Gerard Whelan's War Children (O'Brien Press) is a solid collection of six workmanlike short stories. Whelan is a down-to-earth traditional writer and he has drawn on Irish history and the experiences of ordinary people during wartime situations. He makes his points about behaviour, and the consequences of actions:
You should always tell your Mam where you're going. One time when I was young I didn't do that, and because of it a lot of people died. It destroyed our lives entirely. And it was only an ordinary day, and I was only trying to help.
A quietly sensible intelligence born of experience and lessons learnt, dictates the tone, I like the way Whelan does not try to win his reader, he simply tells a story in plain language
To be honest, one of the more irritating books on this shortlist is Artemis Fowl: the Arctic Incident (Puffin). Happily for Eoin Colfer, scores of readers, indeed the world at large, clearly feel otherwise. But I have yet to be won over by Artemis Fowl, Eoin Colfer's super- villain. Fast-moving high-tech yarns with lots of smart asides (such as "the Arctic Station had never been high on the fairy tourist list. Sure, icebergs and polar bears were pretty, but nothing was worth saturating your lungs with irradiated air for") either delight or alienate. Colfer's racy, hard-bitten style either thrills or leaves one cold - and I have yet to warm up.
Our massively misunderstood wayward genius Artemis is still trying to save his dad, and of course the whole thing is building up to a series - but its slick knowingness still does not appeal to me. Not even Captain Holly Short of the LEPrecon Unit could sustain my interest this time. But, but, but . . . adventure stories are usually readable and always popular, and Colfer is as sure of his material as he is of his readers, who range from nine years upwards. Give me Harry Potter any day.

* RECORDS PROVIDED:
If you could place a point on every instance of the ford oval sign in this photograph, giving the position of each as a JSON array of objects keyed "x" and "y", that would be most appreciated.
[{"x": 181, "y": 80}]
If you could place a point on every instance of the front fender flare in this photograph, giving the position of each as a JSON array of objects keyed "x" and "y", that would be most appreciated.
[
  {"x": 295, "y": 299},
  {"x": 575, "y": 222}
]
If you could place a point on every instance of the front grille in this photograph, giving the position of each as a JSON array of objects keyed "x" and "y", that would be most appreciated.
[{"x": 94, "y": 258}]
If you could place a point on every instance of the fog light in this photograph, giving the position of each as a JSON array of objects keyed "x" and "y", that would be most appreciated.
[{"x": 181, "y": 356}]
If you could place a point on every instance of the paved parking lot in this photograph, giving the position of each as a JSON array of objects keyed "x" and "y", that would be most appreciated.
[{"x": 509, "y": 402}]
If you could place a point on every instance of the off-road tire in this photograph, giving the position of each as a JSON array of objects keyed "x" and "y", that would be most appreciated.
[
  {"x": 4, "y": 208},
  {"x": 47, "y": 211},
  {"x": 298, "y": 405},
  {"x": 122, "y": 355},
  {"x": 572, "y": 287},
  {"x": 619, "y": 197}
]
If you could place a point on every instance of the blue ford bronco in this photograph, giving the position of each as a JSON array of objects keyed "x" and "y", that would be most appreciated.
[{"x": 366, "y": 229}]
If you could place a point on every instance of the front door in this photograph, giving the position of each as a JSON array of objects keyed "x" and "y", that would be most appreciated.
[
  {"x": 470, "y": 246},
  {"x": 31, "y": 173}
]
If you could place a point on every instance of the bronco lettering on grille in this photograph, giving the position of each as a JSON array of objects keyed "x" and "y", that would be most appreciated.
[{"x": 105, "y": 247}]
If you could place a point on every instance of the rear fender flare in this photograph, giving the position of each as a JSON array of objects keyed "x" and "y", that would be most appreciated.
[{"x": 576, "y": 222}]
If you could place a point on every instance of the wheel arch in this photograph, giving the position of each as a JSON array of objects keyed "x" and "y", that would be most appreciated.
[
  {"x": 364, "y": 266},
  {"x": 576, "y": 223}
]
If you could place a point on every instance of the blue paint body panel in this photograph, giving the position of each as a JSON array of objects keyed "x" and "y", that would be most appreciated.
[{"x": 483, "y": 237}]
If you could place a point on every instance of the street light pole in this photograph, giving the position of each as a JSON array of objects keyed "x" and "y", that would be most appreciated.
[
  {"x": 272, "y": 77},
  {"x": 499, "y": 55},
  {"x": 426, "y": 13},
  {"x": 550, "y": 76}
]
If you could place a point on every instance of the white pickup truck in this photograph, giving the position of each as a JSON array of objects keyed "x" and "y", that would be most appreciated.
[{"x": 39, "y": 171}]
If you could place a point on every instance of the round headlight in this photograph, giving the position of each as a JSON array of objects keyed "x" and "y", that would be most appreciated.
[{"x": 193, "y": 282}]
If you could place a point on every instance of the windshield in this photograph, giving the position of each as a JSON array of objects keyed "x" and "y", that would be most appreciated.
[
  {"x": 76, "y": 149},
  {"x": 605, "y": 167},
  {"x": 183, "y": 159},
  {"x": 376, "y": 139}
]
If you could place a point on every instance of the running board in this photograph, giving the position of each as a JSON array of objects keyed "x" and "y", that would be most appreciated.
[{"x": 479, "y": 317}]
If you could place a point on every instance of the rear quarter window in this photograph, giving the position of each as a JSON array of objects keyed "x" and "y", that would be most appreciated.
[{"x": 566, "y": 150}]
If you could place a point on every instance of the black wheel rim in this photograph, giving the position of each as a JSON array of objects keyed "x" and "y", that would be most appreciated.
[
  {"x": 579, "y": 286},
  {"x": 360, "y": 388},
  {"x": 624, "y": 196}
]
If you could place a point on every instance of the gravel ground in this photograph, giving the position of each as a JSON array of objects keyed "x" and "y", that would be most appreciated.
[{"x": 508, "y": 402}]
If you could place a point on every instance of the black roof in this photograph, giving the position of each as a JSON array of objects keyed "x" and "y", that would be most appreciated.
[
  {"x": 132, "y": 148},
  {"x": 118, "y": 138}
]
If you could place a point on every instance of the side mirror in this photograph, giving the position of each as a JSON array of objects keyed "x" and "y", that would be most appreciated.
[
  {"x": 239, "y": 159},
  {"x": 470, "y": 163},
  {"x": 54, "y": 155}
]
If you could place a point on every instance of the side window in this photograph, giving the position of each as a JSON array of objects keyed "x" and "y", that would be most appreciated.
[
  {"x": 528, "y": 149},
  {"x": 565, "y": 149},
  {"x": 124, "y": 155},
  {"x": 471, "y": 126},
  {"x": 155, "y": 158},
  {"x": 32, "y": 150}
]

* WHAT THE TASK REQUIRES:
Answer these from the book review:
(a) How many short stories are in War Children?
(b) Who publishes Artemis Fowl: the Arctic Incident?
(c) What age range does the review give for Colfer's readers?

* THE COMPLETED TASK:
(a) Six
(b) Puffin
(c) Nine years upwards